■ Task brief ■
Restate word for word, and only, the lines that extend from the line containing "the white t-shirt" through the end of the records below.

BEGIN Entries provided

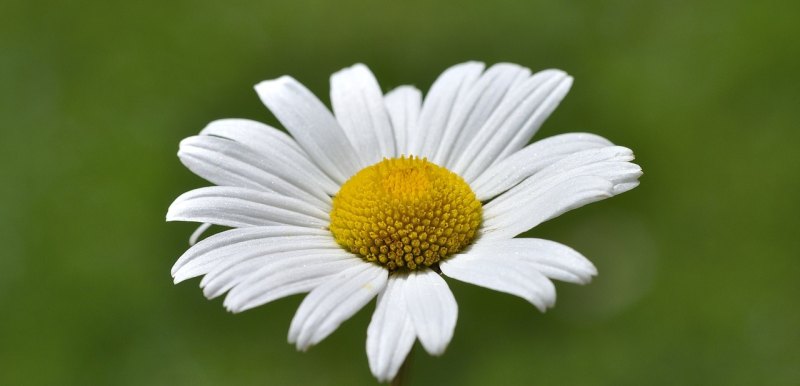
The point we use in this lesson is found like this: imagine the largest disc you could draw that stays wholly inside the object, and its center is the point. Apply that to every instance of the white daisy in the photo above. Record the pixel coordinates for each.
(389, 193)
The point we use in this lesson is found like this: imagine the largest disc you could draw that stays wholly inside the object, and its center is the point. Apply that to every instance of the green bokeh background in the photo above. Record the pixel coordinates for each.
(698, 266)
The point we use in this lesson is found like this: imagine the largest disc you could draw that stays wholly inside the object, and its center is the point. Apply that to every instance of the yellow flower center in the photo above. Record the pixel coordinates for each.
(405, 213)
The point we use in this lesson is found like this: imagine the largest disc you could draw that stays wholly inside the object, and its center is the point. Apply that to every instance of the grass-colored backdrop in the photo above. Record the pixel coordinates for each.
(698, 266)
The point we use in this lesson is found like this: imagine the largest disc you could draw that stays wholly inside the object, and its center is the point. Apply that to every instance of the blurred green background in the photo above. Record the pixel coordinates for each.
(698, 266)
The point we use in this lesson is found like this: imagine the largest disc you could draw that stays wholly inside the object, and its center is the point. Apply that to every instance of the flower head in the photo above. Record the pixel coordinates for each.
(388, 194)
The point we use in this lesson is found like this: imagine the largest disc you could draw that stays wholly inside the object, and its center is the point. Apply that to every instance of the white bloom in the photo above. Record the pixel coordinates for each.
(388, 192)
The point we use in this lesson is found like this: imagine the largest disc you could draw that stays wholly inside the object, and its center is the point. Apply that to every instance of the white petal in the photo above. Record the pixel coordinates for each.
(257, 135)
(228, 163)
(609, 162)
(571, 194)
(358, 105)
(198, 233)
(516, 266)
(335, 301)
(445, 93)
(490, 269)
(279, 278)
(403, 105)
(530, 160)
(574, 181)
(228, 246)
(311, 125)
(241, 207)
(513, 123)
(390, 334)
(270, 142)
(239, 266)
(432, 308)
(477, 105)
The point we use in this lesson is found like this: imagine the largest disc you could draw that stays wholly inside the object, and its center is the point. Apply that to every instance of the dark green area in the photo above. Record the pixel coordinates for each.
(698, 266)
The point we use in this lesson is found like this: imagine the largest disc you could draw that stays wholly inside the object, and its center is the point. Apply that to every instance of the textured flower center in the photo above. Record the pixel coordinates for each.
(405, 213)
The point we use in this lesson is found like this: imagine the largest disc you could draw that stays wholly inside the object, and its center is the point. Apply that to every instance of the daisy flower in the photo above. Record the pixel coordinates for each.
(388, 194)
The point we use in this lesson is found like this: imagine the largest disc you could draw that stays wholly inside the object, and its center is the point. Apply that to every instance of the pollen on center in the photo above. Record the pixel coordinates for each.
(405, 213)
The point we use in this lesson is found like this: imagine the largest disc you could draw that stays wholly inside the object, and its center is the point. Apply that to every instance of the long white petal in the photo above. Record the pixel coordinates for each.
(579, 179)
(358, 105)
(516, 277)
(390, 334)
(437, 107)
(270, 142)
(477, 105)
(530, 160)
(519, 267)
(514, 122)
(278, 278)
(229, 163)
(222, 247)
(563, 197)
(404, 104)
(312, 125)
(335, 301)
(241, 207)
(432, 308)
(243, 263)
(609, 162)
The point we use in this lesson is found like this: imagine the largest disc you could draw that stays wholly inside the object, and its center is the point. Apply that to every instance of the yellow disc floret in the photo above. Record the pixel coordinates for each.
(405, 213)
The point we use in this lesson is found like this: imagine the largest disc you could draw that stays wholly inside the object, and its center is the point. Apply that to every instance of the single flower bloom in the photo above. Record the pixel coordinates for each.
(388, 194)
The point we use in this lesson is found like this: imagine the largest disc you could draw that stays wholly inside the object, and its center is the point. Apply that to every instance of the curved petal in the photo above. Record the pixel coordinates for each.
(225, 247)
(279, 278)
(445, 93)
(241, 207)
(229, 163)
(570, 183)
(312, 126)
(404, 104)
(432, 308)
(491, 270)
(243, 263)
(198, 233)
(521, 267)
(358, 105)
(514, 122)
(478, 104)
(270, 142)
(530, 160)
(390, 334)
(335, 301)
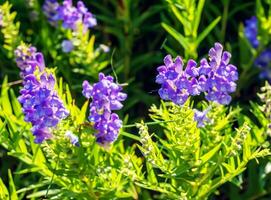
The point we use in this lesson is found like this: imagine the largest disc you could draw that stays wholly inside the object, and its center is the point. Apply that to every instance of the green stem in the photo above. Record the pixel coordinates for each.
(224, 20)
(51, 182)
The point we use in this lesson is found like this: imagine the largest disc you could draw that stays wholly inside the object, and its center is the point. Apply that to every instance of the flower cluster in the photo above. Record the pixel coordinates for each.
(216, 78)
(27, 59)
(201, 117)
(106, 97)
(251, 31)
(73, 138)
(69, 15)
(41, 104)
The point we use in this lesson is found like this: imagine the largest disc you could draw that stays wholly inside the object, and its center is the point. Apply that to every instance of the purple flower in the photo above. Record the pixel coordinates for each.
(67, 46)
(28, 59)
(69, 15)
(177, 84)
(106, 96)
(201, 117)
(218, 76)
(41, 105)
(251, 31)
(73, 138)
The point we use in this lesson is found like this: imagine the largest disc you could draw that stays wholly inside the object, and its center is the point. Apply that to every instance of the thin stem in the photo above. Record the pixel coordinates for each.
(53, 175)
(224, 20)
(149, 123)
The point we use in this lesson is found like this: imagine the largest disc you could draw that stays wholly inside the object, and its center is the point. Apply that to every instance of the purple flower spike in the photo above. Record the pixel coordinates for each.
(73, 138)
(218, 76)
(41, 105)
(50, 9)
(106, 96)
(251, 31)
(67, 46)
(28, 60)
(177, 84)
(69, 15)
(201, 117)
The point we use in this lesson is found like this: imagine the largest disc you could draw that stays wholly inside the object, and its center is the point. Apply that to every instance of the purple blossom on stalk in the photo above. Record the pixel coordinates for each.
(251, 31)
(28, 59)
(106, 96)
(177, 84)
(69, 14)
(73, 138)
(67, 46)
(41, 105)
(50, 8)
(218, 76)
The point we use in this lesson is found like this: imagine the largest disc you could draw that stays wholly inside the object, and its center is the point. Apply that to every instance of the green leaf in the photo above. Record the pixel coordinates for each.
(12, 188)
(83, 111)
(178, 36)
(3, 191)
(198, 16)
(6, 105)
(206, 157)
(207, 30)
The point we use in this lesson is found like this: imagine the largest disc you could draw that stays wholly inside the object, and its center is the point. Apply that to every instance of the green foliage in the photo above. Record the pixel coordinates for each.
(192, 162)
(188, 13)
(9, 29)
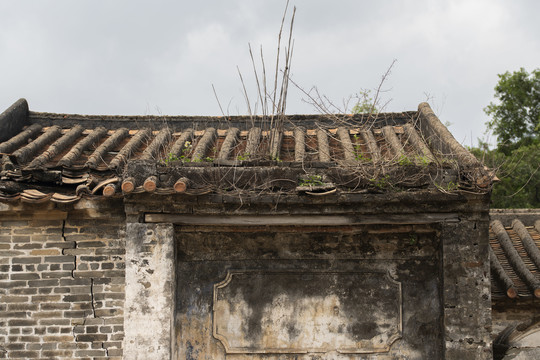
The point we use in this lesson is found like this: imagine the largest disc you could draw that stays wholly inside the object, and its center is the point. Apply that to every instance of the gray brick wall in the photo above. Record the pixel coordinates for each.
(61, 285)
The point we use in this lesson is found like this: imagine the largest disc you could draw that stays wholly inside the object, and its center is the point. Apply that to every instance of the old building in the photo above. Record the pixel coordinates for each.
(297, 237)
(515, 264)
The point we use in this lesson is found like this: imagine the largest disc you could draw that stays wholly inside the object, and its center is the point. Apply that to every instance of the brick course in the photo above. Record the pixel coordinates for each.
(61, 285)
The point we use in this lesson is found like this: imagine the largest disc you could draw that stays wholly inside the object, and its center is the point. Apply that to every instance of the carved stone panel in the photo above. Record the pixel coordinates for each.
(307, 312)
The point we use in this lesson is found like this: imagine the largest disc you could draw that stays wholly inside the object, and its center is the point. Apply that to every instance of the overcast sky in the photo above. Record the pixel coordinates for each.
(162, 57)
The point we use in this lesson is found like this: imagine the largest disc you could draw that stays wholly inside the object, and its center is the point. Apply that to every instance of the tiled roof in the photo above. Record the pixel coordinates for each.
(61, 157)
(515, 253)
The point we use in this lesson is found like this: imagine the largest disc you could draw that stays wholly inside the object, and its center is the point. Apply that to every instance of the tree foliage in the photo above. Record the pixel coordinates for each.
(515, 119)
(516, 115)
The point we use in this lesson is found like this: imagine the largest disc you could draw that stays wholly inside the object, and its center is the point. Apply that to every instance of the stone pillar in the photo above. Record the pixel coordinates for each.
(466, 290)
(149, 304)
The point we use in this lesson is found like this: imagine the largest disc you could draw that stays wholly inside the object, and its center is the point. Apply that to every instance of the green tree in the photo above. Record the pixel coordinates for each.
(515, 119)
(516, 115)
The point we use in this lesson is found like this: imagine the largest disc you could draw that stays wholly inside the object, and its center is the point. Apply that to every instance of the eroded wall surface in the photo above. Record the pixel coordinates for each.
(363, 292)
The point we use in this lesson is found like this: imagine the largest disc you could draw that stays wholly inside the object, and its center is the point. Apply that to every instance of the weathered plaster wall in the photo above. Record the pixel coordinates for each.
(467, 289)
(324, 291)
(150, 263)
(61, 282)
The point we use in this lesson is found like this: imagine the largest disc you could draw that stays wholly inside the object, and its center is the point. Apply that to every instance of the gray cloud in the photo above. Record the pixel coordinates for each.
(137, 57)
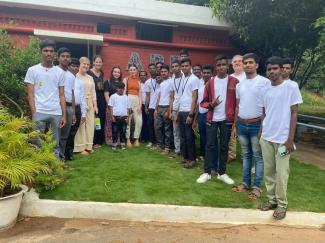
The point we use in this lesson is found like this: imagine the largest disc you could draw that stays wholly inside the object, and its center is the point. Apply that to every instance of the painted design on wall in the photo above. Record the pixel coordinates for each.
(172, 58)
(154, 58)
(135, 59)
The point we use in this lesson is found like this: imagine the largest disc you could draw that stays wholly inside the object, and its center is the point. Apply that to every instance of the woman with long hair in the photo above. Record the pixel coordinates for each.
(133, 90)
(98, 75)
(109, 90)
(83, 142)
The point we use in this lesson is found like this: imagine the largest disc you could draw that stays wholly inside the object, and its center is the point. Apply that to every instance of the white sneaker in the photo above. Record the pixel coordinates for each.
(226, 179)
(149, 145)
(203, 178)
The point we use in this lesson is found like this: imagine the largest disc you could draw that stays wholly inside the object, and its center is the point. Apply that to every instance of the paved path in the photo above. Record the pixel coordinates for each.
(85, 230)
(309, 154)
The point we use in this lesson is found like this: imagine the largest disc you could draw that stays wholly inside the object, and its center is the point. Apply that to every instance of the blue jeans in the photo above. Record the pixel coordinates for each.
(250, 146)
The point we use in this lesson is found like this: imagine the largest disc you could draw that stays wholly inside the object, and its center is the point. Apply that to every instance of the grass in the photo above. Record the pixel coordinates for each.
(144, 176)
(313, 104)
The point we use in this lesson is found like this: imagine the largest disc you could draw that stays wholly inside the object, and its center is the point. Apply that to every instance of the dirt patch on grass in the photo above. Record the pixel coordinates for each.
(84, 230)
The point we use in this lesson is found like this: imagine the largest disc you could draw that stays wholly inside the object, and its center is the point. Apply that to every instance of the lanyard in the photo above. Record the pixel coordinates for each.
(179, 84)
(153, 86)
(184, 86)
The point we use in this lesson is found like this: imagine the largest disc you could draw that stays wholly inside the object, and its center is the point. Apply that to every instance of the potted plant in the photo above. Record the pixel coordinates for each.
(21, 161)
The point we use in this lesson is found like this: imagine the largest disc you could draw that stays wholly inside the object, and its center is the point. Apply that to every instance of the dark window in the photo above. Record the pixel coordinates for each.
(103, 28)
(153, 32)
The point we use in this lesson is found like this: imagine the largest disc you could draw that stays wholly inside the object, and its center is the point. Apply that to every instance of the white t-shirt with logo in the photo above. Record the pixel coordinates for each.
(120, 104)
(277, 101)
(152, 87)
(249, 92)
(46, 83)
(188, 85)
(69, 80)
(176, 87)
(200, 97)
(240, 77)
(220, 89)
(165, 89)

END Entries provided

■ Response below ■
The point we use in this lesson is found like this: imagine the largest disc you could draw that stays wholly inside the object, and its center is the point. Apply that to every instance of the white t-shirt with logo in the photo above. Record the pixel coordinates for each.
(120, 104)
(277, 101)
(152, 87)
(249, 92)
(46, 83)
(188, 85)
(69, 80)
(176, 87)
(200, 97)
(240, 77)
(220, 89)
(165, 89)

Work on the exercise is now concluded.